Your objective: Rewrite everything from the line containing "# trace each target" down to the line containing "<instances>" as a Markdown table with the columns Row and Line, skipping any blank lines.

** begin Record set **

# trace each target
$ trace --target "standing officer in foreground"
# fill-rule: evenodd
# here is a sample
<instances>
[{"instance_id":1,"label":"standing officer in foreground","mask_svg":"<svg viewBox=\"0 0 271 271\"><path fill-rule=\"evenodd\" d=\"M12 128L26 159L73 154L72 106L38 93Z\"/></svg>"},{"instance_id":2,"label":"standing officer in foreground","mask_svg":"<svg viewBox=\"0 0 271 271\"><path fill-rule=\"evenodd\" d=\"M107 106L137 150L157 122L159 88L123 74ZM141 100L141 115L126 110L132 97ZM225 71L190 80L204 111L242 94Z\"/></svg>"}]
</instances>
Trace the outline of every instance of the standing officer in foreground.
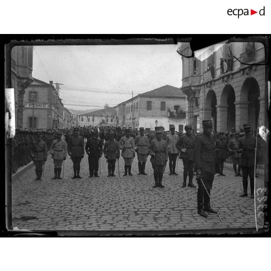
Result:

** end Record set **
** begin Record set **

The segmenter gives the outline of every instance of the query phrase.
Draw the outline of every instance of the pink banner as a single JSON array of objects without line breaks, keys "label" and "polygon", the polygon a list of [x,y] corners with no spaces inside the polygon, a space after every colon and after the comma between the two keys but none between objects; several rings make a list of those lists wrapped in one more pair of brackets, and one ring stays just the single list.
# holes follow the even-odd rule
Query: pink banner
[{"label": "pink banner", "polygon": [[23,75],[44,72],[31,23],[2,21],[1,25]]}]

** end Record set **

Response:
| Row | Line |
|---|---|
| 1 | # trace each target |
| 2 | $ trace --target "standing officer in foreground" |
| 3 | # fill-rule: evenodd |
| 4 | # here is a sample |
| 5 | <instances> |